Exercise prompt:
Convert the lines of the material below into a Markdown table with the columns Row and Line. Start at the line with "Target: group of people walking", continue through the last line of the material, number each row, and skip blank lines.

Part of a data file:
-- Start --

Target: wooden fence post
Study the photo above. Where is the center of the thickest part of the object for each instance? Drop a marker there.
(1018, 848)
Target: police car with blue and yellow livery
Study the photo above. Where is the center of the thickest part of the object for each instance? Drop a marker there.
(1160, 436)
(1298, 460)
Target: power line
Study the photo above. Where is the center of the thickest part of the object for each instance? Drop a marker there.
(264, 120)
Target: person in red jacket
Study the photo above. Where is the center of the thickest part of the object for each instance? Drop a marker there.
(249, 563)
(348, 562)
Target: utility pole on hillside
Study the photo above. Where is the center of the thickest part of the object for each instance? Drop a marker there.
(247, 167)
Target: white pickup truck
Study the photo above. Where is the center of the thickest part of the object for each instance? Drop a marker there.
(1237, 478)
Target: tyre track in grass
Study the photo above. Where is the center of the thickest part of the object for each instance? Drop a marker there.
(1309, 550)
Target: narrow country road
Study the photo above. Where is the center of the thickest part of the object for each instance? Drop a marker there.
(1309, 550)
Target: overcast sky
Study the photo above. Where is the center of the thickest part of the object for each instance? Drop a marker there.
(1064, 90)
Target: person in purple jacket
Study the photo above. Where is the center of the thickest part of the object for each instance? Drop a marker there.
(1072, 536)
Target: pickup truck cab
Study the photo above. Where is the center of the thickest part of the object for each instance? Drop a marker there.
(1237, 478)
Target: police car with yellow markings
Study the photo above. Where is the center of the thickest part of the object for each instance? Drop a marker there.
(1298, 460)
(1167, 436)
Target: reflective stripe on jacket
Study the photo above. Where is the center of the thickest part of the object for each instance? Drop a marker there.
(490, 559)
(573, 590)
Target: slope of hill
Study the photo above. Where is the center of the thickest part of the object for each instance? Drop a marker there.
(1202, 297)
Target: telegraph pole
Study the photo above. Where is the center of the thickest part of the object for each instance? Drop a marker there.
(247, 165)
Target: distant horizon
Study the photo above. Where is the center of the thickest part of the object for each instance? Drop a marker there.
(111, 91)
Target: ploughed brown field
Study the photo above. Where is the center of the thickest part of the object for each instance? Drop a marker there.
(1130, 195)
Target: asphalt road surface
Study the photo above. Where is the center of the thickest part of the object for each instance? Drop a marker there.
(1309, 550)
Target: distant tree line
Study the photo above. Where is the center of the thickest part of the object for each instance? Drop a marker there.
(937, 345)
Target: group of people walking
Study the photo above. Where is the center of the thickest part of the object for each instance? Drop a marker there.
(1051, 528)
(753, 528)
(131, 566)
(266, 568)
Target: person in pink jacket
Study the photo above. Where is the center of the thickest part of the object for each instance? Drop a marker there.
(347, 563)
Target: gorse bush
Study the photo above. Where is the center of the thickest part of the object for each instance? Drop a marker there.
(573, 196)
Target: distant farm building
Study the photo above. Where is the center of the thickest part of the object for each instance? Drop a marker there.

-- End --

Expected answer:
| Row | Line |
|---|---|
| 1 | Target: group of people walking |
| 2 | Study the photo above. Where is the center of the thickest part of the object for each instance? Drop a marker there. |
| 3 | (1051, 528) |
| 4 | (753, 528) |
| 5 | (131, 566) |
| 6 | (266, 568) |
| 7 | Target: person in pink jacket |
| 8 | Study the photo above. Where is the center of the thickest part of the object for each instance? Drop a marker there. |
| 9 | (347, 563) |
| 10 | Target: gorse bush |
| 11 | Study the photo above. Where is the center of the thickest part of the object for each instance? Drop a marker there. |
| 12 | (573, 196) |
| 13 | Target: distant farm building |
| 14 | Study the photo above. Where is the center of the thickest part of the object for each instance? Drop a marker there. |